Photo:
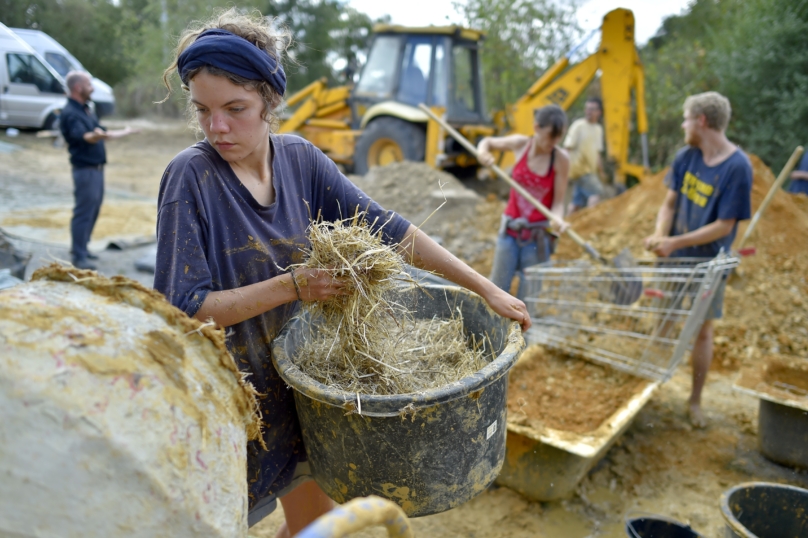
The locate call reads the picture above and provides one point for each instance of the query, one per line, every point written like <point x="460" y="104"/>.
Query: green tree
<point x="324" y="31"/>
<point x="523" y="39"/>
<point x="753" y="51"/>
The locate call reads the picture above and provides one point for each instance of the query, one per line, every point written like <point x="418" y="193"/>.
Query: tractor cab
<point x="438" y="66"/>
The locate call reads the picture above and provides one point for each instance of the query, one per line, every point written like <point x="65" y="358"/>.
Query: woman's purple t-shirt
<point x="213" y="235"/>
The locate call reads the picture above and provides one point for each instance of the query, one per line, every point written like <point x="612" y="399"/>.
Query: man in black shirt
<point x="85" y="142"/>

• _DIRECTIONS FOR THIS TASK_: Please rewrite the entries above with "locate call" replaced by "pointing tool" everywhere and nothing else changed. Leave the pictures out of your version.

• _SOLVED PROBLEM_:
Photo:
The pointing tool reads the picture above and provides one point for each instance of the query, one per line, every point written like <point x="460" y="104"/>.
Query: green tree
<point x="324" y="31"/>
<point x="523" y="39"/>
<point x="753" y="51"/>
The pointing tool reads the picture above and provides one point for each instance of the query, one per line, every point written like <point x="418" y="193"/>.
Query: tractor cab
<point x="438" y="66"/>
The pointing tool reads the picture above and provides one point for each instance of the query, one per line, every point written like <point x="65" y="358"/>.
Query: woman's purple t-shirt
<point x="213" y="235"/>
The pointing tool reads the picture above and provides one point for each instance of the query, one per line, every point written like <point x="612" y="399"/>.
Query: man in black shirt
<point x="85" y="142"/>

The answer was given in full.